* [SHORT EXERCISE]: Copy out the records below word for word, beginning with the line that contains "Where can the beige sleeve" and continuing through the line that contains "<point>292,831</point>", with both of those lines included.

* [MATERIAL SHOWN]:
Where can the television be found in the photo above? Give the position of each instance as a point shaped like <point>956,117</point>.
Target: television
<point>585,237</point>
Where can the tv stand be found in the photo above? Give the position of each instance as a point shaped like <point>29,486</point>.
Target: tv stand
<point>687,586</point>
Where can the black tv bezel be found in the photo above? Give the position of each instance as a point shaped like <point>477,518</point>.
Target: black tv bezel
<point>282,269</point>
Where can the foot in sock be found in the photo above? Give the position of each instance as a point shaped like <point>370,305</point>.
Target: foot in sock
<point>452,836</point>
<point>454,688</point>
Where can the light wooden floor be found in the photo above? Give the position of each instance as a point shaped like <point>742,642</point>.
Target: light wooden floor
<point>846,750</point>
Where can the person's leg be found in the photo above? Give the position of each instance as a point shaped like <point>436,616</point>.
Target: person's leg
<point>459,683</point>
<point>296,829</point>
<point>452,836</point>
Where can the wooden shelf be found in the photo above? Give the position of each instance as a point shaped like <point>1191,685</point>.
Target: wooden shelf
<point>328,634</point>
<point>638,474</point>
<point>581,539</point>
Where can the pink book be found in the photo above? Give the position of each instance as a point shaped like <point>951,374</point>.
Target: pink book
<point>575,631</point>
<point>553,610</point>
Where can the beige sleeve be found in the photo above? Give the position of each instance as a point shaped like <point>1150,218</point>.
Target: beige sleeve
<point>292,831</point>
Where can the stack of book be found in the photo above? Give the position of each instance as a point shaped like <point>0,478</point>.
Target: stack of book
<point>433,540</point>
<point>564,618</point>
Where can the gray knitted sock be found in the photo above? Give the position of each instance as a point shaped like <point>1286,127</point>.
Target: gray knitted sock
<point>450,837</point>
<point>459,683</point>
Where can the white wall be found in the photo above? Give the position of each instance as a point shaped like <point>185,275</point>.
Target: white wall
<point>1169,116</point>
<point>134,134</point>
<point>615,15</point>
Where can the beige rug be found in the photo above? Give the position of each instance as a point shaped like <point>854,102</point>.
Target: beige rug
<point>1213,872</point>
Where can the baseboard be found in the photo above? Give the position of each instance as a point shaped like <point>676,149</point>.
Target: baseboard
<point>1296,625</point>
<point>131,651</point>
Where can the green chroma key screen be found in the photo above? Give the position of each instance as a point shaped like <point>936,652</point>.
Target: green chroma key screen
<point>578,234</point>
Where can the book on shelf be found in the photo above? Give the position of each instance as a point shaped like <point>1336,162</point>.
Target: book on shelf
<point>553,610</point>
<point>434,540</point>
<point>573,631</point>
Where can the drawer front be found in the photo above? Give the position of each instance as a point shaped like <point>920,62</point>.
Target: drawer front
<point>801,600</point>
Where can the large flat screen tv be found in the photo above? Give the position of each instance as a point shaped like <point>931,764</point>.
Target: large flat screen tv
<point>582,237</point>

* * *

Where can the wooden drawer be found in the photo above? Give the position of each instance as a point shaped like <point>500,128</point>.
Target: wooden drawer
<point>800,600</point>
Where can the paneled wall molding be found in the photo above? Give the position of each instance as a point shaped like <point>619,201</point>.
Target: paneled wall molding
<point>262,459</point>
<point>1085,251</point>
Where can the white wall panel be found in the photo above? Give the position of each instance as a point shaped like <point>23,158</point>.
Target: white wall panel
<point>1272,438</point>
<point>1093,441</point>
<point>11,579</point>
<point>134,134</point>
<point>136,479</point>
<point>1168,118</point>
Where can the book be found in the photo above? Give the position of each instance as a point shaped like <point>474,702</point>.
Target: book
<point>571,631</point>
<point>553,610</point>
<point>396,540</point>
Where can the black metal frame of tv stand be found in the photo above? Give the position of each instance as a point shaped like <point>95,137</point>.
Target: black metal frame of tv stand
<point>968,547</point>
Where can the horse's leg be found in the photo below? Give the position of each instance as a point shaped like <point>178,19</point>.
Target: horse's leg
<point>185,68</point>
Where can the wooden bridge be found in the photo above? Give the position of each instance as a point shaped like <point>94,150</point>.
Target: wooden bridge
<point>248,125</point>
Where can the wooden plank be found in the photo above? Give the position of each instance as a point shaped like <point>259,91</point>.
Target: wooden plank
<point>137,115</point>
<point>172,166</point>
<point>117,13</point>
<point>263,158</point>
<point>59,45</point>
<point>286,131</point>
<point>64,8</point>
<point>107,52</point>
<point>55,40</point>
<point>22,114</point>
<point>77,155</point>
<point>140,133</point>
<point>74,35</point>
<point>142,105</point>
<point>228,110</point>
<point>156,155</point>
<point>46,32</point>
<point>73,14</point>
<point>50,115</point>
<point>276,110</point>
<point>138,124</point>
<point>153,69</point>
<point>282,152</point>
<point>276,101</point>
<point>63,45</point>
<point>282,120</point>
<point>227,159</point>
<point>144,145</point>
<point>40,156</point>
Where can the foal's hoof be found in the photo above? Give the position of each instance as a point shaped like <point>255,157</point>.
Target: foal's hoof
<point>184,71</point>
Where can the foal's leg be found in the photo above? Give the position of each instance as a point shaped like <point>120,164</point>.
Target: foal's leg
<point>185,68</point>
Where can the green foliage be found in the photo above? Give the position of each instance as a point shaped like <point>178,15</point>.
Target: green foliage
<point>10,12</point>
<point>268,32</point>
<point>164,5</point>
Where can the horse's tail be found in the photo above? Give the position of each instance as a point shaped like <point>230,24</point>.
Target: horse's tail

==

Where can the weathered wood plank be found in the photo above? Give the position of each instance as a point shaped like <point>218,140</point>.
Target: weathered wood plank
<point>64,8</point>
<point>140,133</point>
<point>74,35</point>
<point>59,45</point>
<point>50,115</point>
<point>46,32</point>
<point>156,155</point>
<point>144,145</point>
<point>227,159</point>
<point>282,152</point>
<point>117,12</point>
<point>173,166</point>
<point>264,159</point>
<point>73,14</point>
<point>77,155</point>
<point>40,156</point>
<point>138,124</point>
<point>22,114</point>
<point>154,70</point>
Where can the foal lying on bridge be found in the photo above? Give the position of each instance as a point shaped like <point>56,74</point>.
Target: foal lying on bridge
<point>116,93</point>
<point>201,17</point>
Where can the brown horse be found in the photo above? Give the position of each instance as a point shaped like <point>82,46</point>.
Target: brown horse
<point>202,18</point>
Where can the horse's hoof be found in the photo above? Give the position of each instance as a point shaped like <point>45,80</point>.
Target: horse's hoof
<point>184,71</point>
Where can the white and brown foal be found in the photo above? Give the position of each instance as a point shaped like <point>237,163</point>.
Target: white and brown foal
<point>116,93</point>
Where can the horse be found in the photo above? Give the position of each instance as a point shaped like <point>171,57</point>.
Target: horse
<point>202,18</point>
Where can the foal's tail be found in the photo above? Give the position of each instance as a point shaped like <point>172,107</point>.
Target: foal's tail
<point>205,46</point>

* [RESPONSE]:
Where can the beige sleeve be found in the photo above? Give the position of each instance as a point shaped like <point>1150,218</point>.
Target: beige sleeve
<point>292,831</point>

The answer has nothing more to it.